# PROVIDED DATA
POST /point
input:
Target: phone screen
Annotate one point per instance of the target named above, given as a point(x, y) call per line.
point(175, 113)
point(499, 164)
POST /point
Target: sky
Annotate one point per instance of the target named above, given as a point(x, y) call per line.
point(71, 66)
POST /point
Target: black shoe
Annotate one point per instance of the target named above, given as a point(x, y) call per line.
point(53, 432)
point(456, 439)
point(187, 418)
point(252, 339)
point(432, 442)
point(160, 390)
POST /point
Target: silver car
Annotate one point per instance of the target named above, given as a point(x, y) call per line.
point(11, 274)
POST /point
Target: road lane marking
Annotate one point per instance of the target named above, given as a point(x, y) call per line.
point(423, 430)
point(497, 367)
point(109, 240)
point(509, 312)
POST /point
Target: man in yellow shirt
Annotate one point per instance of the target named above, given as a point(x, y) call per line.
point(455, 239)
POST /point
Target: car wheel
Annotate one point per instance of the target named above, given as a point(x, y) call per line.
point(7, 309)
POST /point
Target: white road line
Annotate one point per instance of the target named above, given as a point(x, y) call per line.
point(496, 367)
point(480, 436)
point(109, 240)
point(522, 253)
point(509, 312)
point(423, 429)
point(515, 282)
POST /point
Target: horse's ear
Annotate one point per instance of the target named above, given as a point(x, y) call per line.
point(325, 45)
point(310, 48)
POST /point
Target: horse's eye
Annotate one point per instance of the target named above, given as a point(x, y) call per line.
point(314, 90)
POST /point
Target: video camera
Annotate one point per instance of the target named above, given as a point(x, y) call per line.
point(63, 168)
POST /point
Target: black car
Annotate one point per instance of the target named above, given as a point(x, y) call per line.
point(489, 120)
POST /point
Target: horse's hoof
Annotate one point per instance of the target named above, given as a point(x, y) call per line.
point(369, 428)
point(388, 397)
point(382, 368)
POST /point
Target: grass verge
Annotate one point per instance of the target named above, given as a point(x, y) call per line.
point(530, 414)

# WHAT THE EXERCISE ASKS
Your task is to quote the listing above word for word.

# FINISHED EXERCISE
POST /point
input:
Target: phone screen
Annotate one point per instance of the target named above, given as a point(x, y) call per line.
point(175, 113)
point(499, 164)
POST /point
Target: sky
Annotate one point per instance of the target named above, given as a point(x, y) call per line.
point(71, 66)
POST /point
Target: black shoe
Annotate one point per instance of the target named above, given as a point(x, y) call per line.
point(53, 432)
point(456, 439)
point(187, 418)
point(252, 339)
point(432, 442)
point(160, 390)
POST /point
Target: silver car
Annotate one point per instance of the target named above, given as a point(x, y) call per line.
point(11, 274)
POST /point
Target: road lane marking
Annotate one point per instance of the target named above, given as a point(x, y) call per line.
point(423, 430)
point(497, 367)
point(109, 240)
point(509, 312)
POST /point
Target: man in yellow shirt
Annotate one point per instance of the target named above, given as a point(x, y) call per line.
point(455, 239)
POST /point
Target: car wheel
Annotate one point per instance of the target named above, given as a point(x, y) call per line.
point(7, 309)
POST /point
Target: white road line
Annotate one point per instance of the target named above, given as a point(x, y) call per line.
point(496, 367)
point(480, 436)
point(109, 240)
point(522, 253)
point(509, 312)
point(423, 429)
point(515, 282)
POST /point
Target: horse's ear
Annotate one point per instance of the target named above, given as a point(x, y) call per line.
point(325, 45)
point(310, 48)
POST /point
Target: horse's eye
Annotate one point per instance of the target named above, given as a point(x, y) call per line.
point(314, 90)
POST /point
Target: video camera
Annotate one point per instance of the target named above, given as a point(x, y) call per line.
point(63, 168)
POST /point
Target: black car
Annotate one point per instance of the target named above, given as a point(x, y) call per line.
point(489, 120)
POST /point
Target: horse's hoof
Annotate one point per instance of the target named above, given as a point(x, y) call per line.
point(369, 428)
point(388, 397)
point(382, 368)
POST /point
Target: grass verge
Annotate one point per instance of the target named above, given as a point(x, y) call per line.
point(530, 414)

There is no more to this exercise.